> Goal
Which lines below contain the string "plastic"? Extract each of them, treating case as significant.

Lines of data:
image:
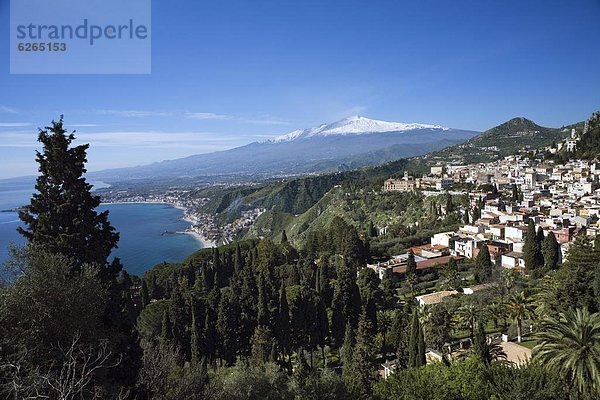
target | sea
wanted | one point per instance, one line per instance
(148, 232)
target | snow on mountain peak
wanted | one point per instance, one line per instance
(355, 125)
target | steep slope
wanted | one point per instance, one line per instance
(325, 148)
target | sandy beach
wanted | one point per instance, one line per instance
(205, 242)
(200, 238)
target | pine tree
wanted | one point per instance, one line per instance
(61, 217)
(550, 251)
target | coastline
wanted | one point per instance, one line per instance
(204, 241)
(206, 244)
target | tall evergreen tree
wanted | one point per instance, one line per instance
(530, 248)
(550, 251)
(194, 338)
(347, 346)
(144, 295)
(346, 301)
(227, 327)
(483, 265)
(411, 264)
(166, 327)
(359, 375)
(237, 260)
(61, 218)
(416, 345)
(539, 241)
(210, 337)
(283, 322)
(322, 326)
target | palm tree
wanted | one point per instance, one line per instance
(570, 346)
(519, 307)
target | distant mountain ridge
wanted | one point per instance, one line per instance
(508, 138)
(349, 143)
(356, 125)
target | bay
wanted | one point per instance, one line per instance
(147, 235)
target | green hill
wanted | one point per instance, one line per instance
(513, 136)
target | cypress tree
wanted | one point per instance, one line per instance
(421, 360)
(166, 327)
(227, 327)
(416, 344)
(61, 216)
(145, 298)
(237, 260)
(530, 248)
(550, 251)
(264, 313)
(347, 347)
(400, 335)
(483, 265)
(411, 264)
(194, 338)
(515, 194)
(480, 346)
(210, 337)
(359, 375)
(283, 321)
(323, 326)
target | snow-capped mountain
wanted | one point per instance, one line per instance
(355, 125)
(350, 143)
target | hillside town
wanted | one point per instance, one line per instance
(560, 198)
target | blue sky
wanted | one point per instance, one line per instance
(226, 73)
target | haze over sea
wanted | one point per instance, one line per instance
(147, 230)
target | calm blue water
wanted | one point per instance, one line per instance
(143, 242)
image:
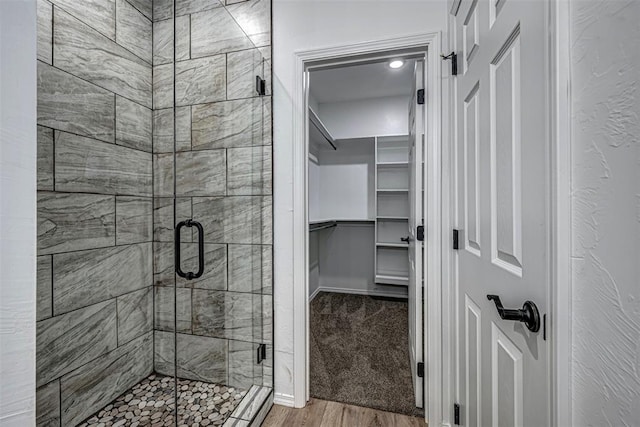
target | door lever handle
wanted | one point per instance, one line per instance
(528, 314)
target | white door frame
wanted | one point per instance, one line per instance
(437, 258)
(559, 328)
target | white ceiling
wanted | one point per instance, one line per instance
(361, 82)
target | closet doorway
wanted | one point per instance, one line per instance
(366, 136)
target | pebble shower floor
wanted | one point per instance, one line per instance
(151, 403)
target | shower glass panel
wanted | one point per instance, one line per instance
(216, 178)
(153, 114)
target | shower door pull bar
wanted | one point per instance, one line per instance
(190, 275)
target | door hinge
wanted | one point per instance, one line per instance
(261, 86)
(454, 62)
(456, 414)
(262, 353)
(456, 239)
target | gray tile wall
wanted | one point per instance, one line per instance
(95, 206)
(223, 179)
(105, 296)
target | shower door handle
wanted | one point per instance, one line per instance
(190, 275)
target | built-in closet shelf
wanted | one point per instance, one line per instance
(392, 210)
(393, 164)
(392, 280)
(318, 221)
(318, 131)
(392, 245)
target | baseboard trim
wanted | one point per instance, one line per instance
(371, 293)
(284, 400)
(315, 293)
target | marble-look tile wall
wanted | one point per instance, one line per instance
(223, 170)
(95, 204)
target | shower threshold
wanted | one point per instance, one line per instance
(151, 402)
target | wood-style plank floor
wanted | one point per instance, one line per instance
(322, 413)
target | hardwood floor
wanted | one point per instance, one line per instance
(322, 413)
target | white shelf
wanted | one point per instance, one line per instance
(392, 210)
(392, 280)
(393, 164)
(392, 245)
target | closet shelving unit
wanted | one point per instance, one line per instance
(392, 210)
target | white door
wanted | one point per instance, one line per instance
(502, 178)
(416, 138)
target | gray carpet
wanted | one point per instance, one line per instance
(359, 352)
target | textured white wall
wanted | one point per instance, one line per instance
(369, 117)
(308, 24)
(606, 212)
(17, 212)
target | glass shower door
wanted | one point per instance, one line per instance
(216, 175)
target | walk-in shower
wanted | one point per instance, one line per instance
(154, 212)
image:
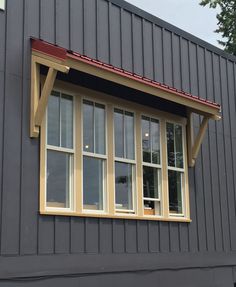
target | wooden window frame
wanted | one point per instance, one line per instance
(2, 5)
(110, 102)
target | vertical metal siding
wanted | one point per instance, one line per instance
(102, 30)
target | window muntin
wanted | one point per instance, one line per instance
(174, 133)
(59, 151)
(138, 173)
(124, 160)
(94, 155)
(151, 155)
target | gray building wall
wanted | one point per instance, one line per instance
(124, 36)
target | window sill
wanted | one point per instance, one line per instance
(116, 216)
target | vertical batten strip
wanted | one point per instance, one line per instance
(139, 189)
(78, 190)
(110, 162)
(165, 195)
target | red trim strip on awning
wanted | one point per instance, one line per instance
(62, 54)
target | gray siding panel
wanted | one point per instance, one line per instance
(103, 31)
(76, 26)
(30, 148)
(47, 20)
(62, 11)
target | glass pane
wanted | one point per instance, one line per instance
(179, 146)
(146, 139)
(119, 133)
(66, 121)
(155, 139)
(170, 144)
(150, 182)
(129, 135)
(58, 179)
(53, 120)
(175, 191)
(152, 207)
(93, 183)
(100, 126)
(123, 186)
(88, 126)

* * *

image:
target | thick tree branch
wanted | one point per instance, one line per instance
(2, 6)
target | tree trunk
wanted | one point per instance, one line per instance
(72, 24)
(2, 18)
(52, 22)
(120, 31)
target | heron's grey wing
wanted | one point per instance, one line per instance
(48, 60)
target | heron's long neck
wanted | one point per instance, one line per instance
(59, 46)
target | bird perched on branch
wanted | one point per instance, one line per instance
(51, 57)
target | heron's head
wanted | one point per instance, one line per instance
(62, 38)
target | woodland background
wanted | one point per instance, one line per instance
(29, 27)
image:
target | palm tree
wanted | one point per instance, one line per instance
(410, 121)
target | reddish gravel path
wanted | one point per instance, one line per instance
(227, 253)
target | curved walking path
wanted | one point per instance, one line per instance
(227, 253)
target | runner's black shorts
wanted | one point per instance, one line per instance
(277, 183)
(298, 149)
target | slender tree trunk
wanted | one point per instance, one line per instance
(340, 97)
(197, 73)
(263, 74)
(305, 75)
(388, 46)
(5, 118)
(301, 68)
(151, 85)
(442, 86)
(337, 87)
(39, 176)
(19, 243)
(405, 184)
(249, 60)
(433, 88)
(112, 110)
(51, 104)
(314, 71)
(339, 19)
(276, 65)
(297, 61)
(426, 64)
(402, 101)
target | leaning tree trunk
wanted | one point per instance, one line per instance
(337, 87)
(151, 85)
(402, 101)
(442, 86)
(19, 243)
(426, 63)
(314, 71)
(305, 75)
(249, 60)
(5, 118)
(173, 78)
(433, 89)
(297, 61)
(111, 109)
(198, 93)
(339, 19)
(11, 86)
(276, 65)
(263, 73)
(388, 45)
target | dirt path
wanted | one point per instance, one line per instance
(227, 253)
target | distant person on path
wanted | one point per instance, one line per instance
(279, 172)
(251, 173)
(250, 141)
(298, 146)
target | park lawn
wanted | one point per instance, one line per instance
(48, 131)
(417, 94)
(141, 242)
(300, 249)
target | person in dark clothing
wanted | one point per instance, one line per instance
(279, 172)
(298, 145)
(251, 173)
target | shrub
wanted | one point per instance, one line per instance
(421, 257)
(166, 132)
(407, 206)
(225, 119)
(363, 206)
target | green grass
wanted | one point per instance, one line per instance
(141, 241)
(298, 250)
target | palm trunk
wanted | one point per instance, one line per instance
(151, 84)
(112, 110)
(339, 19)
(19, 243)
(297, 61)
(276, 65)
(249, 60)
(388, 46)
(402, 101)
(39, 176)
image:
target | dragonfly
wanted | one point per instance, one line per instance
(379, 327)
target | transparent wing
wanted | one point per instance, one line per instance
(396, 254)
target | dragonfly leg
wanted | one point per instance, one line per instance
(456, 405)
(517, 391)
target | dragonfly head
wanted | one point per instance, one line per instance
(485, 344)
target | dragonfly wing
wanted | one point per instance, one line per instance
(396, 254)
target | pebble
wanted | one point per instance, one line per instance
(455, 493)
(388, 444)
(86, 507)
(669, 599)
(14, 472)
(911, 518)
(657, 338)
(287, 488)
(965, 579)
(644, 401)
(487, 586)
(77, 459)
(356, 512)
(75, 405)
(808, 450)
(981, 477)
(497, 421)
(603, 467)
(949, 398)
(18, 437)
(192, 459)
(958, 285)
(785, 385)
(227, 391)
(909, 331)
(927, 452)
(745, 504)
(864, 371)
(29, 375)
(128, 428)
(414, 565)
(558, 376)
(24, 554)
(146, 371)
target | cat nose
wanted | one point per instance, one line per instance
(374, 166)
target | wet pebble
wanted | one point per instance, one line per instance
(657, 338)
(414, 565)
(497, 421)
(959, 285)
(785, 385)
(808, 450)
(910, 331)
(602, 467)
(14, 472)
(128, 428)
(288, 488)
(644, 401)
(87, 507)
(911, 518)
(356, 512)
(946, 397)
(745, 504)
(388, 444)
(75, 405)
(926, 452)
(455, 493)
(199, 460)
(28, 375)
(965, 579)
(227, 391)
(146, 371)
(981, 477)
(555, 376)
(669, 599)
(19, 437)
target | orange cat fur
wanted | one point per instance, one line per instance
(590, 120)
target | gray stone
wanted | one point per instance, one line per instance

...

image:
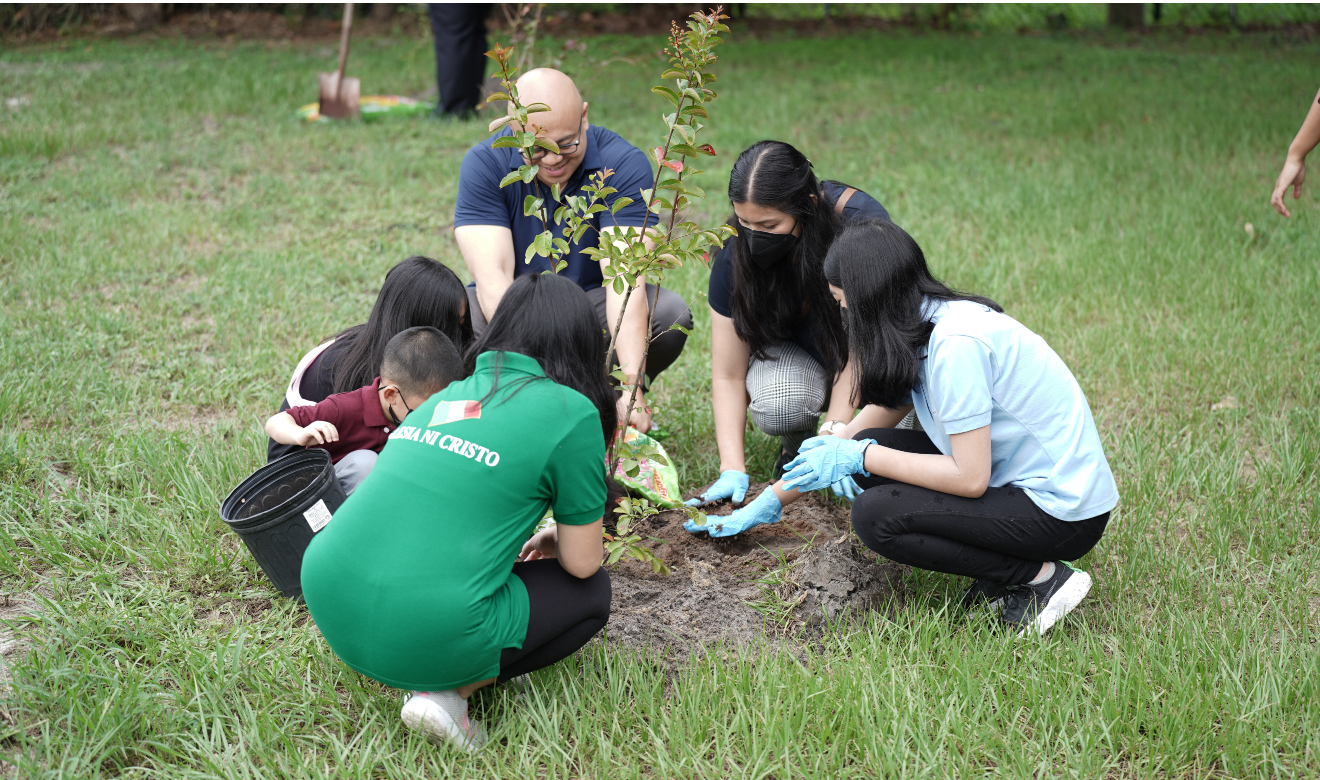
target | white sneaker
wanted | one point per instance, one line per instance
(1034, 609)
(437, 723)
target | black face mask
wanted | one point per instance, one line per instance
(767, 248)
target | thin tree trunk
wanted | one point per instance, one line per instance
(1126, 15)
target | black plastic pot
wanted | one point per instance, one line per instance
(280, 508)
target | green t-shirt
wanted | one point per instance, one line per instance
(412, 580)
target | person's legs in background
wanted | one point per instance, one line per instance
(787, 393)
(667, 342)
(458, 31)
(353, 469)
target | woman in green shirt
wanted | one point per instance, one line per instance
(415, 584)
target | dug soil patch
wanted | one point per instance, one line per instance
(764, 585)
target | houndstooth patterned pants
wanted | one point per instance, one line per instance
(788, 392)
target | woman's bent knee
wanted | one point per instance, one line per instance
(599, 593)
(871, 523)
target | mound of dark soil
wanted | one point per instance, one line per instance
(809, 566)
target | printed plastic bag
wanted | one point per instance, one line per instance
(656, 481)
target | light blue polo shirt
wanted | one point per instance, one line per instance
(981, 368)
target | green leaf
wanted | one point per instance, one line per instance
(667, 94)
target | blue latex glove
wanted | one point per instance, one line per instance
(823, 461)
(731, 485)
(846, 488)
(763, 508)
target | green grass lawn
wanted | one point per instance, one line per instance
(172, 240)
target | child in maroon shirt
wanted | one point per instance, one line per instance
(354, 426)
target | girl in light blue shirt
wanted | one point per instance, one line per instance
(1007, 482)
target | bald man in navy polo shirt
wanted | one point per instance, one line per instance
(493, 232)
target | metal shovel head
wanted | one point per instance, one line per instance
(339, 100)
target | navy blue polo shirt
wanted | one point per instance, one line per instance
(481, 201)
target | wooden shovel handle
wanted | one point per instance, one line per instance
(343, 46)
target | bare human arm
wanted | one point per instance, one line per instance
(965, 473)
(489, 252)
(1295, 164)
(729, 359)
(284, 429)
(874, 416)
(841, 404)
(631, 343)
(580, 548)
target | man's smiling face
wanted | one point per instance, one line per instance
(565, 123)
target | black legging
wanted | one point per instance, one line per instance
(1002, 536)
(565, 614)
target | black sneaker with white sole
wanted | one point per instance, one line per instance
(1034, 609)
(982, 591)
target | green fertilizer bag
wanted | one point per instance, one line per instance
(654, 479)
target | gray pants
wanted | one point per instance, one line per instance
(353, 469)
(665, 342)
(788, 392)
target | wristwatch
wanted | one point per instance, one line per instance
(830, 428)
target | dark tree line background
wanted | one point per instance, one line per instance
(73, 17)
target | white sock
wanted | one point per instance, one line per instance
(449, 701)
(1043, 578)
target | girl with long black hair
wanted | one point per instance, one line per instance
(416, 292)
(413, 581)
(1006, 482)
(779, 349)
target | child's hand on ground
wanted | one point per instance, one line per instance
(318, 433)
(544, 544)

> Written reply
target | black plastic pot
target | printed plastic bag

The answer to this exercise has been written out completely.